* [WHAT THE TASK ASKS]: Reproduce, word for word, the stretch of the records from the line containing "Guideline: for each instance of the terraced" through the line containing "column 401, row 85", with both of those lines included.

* [SOURCE MATERIAL]:
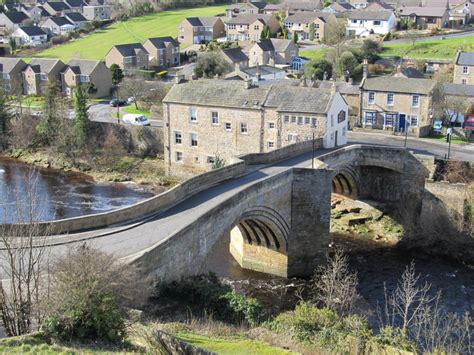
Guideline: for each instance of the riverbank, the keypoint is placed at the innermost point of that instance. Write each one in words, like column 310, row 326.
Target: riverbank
column 146, row 173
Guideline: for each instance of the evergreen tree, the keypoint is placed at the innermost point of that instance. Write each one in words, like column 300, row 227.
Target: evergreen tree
column 117, row 74
column 81, row 121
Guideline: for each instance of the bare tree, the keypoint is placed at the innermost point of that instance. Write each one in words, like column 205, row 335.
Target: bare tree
column 334, row 286
column 25, row 260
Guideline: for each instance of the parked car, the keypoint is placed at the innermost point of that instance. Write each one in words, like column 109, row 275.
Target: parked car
column 136, row 119
column 117, row 102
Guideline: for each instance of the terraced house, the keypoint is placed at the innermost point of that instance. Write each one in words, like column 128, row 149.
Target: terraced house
column 209, row 118
column 249, row 27
column 396, row 104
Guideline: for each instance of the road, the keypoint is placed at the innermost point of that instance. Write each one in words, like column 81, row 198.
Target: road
column 125, row 241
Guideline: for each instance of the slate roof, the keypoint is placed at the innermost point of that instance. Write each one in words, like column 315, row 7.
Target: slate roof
column 382, row 15
column 160, row 42
column 306, row 17
column 58, row 5
column 7, row 64
column 32, row 31
column 222, row 93
column 81, row 66
column 61, row 21
column 44, row 65
column 208, row 21
column 75, row 17
column 465, row 58
column 236, row 55
column 248, row 19
column 129, row 50
column 16, row 16
column 422, row 11
column 459, row 89
column 401, row 85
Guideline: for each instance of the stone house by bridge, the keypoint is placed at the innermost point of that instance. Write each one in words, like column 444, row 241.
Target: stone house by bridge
column 206, row 119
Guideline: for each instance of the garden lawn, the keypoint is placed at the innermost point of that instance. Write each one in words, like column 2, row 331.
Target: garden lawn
column 138, row 29
column 231, row 346
column 439, row 49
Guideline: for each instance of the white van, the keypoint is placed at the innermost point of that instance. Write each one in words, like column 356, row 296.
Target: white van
column 134, row 118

* [THE COMPLETED TASK]:
Guideline: for each instance of the terraced house, the keypoint is placed at the innermost point of that instance. Write each one in words, like column 128, row 149.
Target: terraced house
column 209, row 118
column 249, row 27
column 396, row 104
Guideline: for each instance of the road, the keypoint is placed at the innermost point of that instance. Write each one in words, like column 81, row 198.
Target: road
column 125, row 241
Guideline: for each instance of the slate roof, the keypoint is placed at the innermost point of that instance. Write each one in words, like column 315, row 7.
Target: slate roof
column 382, row 15
column 160, row 42
column 306, row 17
column 58, row 5
column 7, row 64
column 32, row 31
column 222, row 93
column 81, row 66
column 61, row 21
column 44, row 65
column 208, row 21
column 75, row 17
column 465, row 58
column 236, row 55
column 248, row 19
column 129, row 50
column 16, row 16
column 422, row 11
column 459, row 89
column 401, row 85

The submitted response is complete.